引用文
祖父失踪から半年……自分が除籍して一年が経つ前に……その雨は私の涙だったのかもしれない……
気が付いたらあの、祖父の失踪記事からnoteに書きたい事がたくさんあったのに書くこともできず放置してしまった…
2021年3月のホワイトデー直前のお話でした。
失踪した祖父がちょうどこの日地元はいいお天気で、色々はな場所で雪解けがありました。
私は自分のアパートで洗濯をしたりちょっと仕事したり、趣味でバタバタしていました。
そんな日に
「おじいちゃん見つかりました」
と
縁が切れたと思っていた妹から一通のメールが届いた。
祖父が失踪してから色々な神社にお参りにいった。
おみくじには何故か毎回
「失せもの/上にある」

課題
1. 引用文で、妹から届いたメールには何と書かれていたか。
2. 引用文のうち「祖父失踪から半年……自分が除」から「祖父が失踪してから色々な神社にお参りにいった。」までを、終わりの語句も含めて一字も変えずに書き出せ。

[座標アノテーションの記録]
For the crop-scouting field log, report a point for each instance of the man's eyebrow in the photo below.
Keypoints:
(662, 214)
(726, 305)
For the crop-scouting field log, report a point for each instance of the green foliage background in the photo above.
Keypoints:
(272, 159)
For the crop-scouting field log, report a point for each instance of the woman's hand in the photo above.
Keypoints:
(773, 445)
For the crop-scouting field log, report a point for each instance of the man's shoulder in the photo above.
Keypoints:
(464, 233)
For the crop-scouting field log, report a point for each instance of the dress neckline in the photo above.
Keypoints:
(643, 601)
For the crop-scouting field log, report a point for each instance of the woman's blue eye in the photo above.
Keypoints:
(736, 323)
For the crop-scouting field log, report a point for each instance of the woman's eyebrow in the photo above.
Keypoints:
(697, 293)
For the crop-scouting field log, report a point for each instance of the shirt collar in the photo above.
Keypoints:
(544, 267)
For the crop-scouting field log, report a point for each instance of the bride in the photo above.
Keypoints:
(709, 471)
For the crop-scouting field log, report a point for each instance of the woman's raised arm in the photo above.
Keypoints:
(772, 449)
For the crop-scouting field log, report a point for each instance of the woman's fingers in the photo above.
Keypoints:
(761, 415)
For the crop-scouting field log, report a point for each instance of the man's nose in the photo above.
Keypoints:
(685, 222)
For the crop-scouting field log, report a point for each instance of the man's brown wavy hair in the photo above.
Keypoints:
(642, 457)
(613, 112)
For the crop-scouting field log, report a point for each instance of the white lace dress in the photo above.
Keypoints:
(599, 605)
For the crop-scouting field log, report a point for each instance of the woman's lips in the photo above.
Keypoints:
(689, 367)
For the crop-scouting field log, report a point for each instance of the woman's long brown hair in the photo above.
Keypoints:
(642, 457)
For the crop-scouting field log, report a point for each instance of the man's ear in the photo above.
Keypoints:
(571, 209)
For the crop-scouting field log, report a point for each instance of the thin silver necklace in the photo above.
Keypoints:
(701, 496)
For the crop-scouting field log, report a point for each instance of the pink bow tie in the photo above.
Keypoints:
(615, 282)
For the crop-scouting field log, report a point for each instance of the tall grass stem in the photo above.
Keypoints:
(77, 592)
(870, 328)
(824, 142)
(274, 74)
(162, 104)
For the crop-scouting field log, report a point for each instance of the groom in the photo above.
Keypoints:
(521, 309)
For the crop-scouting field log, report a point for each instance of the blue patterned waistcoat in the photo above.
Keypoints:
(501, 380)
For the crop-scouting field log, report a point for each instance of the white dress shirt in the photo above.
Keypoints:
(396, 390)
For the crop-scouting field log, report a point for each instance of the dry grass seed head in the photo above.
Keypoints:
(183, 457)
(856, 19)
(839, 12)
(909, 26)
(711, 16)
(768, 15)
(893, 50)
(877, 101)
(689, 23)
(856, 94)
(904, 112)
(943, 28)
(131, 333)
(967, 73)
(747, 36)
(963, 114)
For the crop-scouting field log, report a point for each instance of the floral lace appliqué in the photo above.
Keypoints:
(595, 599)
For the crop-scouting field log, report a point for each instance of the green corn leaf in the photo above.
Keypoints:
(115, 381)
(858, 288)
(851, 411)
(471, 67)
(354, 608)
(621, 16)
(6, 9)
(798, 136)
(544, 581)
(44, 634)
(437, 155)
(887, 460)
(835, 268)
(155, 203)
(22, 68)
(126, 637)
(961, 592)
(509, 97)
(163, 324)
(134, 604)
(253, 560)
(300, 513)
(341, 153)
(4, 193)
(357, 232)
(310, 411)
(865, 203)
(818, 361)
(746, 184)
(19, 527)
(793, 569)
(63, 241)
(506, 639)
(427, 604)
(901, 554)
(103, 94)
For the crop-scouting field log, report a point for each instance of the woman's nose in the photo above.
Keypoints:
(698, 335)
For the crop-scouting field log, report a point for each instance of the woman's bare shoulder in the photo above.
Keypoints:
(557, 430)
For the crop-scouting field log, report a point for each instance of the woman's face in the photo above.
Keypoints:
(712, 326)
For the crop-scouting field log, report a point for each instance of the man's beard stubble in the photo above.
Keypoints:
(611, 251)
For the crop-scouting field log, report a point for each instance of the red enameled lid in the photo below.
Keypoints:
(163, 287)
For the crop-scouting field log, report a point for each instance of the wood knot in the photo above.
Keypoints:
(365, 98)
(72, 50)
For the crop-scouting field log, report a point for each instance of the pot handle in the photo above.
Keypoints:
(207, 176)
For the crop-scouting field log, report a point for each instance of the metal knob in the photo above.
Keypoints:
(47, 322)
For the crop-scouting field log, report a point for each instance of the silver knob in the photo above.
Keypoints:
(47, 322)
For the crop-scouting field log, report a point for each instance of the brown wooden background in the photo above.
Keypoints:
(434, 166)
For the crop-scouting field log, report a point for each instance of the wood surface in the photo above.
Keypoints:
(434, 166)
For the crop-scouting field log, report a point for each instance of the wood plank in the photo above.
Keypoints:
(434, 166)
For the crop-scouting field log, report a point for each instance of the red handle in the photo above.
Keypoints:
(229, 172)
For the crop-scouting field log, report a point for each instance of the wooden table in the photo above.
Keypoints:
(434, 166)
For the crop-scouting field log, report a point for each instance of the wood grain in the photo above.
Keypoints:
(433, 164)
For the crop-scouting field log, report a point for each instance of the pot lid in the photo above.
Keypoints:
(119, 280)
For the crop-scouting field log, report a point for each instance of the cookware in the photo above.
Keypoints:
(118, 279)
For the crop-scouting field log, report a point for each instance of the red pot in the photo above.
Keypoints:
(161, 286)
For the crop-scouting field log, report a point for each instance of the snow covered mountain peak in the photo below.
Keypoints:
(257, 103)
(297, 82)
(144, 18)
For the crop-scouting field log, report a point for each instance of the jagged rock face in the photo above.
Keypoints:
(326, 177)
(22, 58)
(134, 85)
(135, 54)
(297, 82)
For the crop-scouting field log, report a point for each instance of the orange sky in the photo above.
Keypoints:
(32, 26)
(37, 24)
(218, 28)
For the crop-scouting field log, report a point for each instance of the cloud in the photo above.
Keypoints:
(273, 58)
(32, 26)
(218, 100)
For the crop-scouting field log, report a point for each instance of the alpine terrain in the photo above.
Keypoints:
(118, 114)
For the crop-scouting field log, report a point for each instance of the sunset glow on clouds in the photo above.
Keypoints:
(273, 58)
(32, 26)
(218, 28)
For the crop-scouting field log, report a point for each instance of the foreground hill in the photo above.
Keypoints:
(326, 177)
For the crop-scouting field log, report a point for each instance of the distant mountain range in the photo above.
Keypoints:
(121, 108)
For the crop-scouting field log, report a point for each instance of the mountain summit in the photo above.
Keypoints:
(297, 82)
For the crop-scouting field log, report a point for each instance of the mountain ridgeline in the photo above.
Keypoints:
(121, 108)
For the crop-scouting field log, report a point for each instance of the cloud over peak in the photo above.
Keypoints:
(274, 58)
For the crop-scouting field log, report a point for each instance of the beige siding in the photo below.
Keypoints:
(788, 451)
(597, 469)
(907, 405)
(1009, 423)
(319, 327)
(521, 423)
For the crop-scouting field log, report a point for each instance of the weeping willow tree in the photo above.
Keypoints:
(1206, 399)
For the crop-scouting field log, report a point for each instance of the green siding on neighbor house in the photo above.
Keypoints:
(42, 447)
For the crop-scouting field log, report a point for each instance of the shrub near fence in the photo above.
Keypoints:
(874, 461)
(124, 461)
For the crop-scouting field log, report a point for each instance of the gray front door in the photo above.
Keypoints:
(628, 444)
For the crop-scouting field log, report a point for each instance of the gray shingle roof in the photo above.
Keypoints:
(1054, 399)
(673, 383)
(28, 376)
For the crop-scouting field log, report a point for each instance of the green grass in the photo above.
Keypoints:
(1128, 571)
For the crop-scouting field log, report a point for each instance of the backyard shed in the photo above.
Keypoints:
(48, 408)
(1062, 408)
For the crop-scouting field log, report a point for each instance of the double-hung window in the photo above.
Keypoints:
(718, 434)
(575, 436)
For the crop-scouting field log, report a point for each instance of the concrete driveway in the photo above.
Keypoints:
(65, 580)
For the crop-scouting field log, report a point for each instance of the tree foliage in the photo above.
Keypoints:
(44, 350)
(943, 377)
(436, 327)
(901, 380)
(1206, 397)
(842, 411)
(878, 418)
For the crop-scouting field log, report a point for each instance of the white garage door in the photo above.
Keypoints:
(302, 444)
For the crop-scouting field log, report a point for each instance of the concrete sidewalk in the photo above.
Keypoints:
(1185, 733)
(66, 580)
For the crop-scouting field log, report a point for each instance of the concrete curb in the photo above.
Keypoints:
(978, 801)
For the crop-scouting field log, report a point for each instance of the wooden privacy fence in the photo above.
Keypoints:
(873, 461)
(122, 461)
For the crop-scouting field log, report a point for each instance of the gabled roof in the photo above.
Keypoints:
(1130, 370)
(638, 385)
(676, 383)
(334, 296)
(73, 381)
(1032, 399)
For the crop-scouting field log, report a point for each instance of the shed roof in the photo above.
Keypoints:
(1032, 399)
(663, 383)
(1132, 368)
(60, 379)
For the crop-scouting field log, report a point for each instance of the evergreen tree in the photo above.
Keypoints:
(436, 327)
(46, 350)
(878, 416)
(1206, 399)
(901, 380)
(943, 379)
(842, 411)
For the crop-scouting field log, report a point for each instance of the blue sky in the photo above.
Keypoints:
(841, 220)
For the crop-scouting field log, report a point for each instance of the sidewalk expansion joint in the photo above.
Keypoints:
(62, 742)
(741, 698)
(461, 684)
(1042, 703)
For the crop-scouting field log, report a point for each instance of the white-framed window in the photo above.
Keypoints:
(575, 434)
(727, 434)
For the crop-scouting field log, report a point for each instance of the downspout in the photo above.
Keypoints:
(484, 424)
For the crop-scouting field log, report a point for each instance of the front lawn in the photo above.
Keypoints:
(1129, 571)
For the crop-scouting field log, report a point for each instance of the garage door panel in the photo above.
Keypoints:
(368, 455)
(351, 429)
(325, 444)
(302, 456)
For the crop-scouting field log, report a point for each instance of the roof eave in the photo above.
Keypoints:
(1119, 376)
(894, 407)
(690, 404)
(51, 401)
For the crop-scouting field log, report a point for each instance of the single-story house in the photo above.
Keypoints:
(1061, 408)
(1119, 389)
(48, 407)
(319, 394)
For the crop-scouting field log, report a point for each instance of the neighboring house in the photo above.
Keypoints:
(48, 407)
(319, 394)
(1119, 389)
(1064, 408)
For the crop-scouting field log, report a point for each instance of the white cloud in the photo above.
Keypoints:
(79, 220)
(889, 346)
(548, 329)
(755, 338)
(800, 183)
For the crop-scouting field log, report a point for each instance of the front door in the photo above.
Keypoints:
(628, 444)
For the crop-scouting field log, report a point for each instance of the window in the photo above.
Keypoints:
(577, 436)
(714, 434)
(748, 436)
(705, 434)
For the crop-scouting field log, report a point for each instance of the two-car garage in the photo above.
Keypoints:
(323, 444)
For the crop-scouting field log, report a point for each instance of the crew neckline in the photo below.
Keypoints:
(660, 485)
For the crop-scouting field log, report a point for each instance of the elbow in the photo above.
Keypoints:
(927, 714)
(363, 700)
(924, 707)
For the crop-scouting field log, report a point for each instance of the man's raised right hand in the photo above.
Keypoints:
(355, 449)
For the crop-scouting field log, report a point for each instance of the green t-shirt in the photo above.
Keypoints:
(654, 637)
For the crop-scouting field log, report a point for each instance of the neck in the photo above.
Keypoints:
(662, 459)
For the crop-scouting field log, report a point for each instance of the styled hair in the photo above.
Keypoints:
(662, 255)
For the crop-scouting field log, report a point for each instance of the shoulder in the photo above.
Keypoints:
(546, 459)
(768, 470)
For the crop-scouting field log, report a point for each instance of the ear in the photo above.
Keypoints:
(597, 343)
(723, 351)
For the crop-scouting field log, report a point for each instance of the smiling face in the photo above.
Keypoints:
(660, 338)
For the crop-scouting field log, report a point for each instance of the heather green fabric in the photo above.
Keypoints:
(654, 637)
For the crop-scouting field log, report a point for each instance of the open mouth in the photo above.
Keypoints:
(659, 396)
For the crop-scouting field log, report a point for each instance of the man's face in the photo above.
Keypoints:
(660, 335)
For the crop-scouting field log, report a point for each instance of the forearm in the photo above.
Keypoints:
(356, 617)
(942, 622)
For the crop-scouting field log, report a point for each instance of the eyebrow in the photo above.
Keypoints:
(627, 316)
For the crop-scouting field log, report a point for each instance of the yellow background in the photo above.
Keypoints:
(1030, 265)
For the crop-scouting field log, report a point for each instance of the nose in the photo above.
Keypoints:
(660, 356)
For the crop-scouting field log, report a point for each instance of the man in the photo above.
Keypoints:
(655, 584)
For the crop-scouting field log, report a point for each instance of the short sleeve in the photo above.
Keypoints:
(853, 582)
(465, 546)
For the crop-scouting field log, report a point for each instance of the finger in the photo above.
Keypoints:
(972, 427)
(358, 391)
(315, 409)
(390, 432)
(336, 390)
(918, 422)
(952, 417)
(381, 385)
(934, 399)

課題の解答
1. 「おじいちゃん見つかりました」

2.
祖父失踪から半年……自分が除籍して一年が経つ前に……その雨は私の涙だったのかもしれない……
気が付いたらあの、祖父の失踪記事からnoteに書きたい事がたくさんあったのに書くこともできず放置してしまった…
2021年3月のホワイトデー直前のお話でした。
失踪した祖父がちょうどこの日地元はいいお天気で、色々はな場所で雪解けがありました。
私は自分のアパートで洗濯をしたりちょっと仕事したり、趣味でバタバタしていました。
そんな日に
「おじいちゃん見つかりました」
と
縁が切れたと思っていた妹から一通のメールが届いた。
祖父が失踪してから色々な神社にお参りにいった。